==== EXTRACTED INFORMATION
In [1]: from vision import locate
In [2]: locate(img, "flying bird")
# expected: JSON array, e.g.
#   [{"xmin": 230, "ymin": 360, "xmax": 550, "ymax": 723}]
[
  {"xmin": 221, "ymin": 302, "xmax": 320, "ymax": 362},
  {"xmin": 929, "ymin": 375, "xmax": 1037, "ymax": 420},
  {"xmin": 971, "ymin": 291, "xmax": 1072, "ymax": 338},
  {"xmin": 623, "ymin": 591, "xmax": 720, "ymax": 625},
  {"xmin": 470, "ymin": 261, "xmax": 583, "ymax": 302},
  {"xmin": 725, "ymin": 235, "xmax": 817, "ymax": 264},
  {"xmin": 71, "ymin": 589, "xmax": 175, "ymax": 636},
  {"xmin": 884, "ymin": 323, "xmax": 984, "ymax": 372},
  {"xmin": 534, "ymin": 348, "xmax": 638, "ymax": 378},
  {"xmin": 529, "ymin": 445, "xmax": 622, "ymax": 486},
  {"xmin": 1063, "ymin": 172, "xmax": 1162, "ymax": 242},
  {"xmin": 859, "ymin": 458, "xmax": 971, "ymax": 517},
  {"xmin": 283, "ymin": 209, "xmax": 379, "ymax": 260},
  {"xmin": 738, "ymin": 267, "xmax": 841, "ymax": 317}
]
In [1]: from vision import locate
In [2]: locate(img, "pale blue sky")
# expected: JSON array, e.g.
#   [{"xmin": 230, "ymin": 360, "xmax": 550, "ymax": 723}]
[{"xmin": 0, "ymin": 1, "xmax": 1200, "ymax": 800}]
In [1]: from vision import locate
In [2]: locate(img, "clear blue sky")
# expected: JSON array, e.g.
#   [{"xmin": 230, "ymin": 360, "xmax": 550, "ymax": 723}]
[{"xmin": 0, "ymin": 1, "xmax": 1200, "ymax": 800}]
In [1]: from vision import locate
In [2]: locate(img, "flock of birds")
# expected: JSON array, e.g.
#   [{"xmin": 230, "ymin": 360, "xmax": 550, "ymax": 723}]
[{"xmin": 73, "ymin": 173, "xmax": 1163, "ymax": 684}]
========
▶ [YOUR GOAL]: Edit the records above so that each "expected" becomes "returns", and reproduce every line with nothing else changed.

▶ [OUTPUT OF THE TASK]:
In [1]: from vision import locate
In [2]: locate(img, "flying bird")
# returns: JSON array, e.g.
#   [{"xmin": 230, "ymin": 360, "xmax": 550, "ymax": 723}]
[
  {"xmin": 221, "ymin": 302, "xmax": 320, "ymax": 362},
  {"xmin": 929, "ymin": 375, "xmax": 1037, "ymax": 420},
  {"xmin": 971, "ymin": 291, "xmax": 1072, "ymax": 338},
  {"xmin": 623, "ymin": 591, "xmax": 720, "ymax": 625},
  {"xmin": 470, "ymin": 261, "xmax": 583, "ymax": 302},
  {"xmin": 725, "ymin": 235, "xmax": 817, "ymax": 264},
  {"xmin": 71, "ymin": 589, "xmax": 175, "ymax": 636},
  {"xmin": 884, "ymin": 323, "xmax": 984, "ymax": 372},
  {"xmin": 534, "ymin": 348, "xmax": 638, "ymax": 378},
  {"xmin": 529, "ymin": 445, "xmax": 622, "ymax": 486},
  {"xmin": 1063, "ymin": 172, "xmax": 1162, "ymax": 242},
  {"xmin": 859, "ymin": 458, "xmax": 971, "ymax": 517},
  {"xmin": 283, "ymin": 209, "xmax": 379, "ymax": 260},
  {"xmin": 738, "ymin": 267, "xmax": 841, "ymax": 317}
]
In [1]: from vision import locate
In [2]: locate(img, "pale blue sky")
# returns: JSON array, e.g.
#   [{"xmin": 230, "ymin": 360, "xmax": 550, "ymax": 723}]
[{"xmin": 0, "ymin": 1, "xmax": 1200, "ymax": 800}]
In [1]: from vision import locate
In [2]: locate(img, "clear blue sky")
# returns: JSON array, e.g.
#   [{"xmin": 230, "ymin": 360, "xmax": 550, "ymax": 723}]
[{"xmin": 0, "ymin": 1, "xmax": 1200, "ymax": 800}]
In [1]: from vision import locate
In [2]: locate(img, "flock of birds")
# returns: JSON array, e.g.
#   [{"xmin": 230, "ymin": 360, "xmax": 550, "ymax": 723}]
[{"xmin": 73, "ymin": 173, "xmax": 1163, "ymax": 684}]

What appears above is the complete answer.